▸ **Task brief**
Could you update the listing below so that each "even-odd" becomes "nonzero", leaving every other character unchanged?

[Start of Stored rows]

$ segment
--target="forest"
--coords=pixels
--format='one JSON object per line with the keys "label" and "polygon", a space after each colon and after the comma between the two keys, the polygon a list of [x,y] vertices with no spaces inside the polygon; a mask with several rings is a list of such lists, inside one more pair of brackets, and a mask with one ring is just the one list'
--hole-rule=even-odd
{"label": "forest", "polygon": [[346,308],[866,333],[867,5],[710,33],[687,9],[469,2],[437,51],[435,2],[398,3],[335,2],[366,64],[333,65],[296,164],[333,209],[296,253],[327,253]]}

[End of Stored rows]

▸ **Solution for this exercise**
$ segment
--target="forest"
--coords=pixels
--format='one JSON object per line with the keys "label" and "polygon", a space after each colon and after the comma between the two keys, the polygon a list of [x,y] vertices with no spaces inside the polygon; a mask with several rings is a list of such lists, inside one more pair of brackets, and a mask with one ring is just the one list'
--hole-rule=nonzero
{"label": "forest", "polygon": [[346,308],[866,333],[867,5],[710,33],[687,9],[469,2],[437,51],[435,2],[398,3],[335,2],[366,64],[333,65],[296,164],[333,209],[296,253],[327,253]]}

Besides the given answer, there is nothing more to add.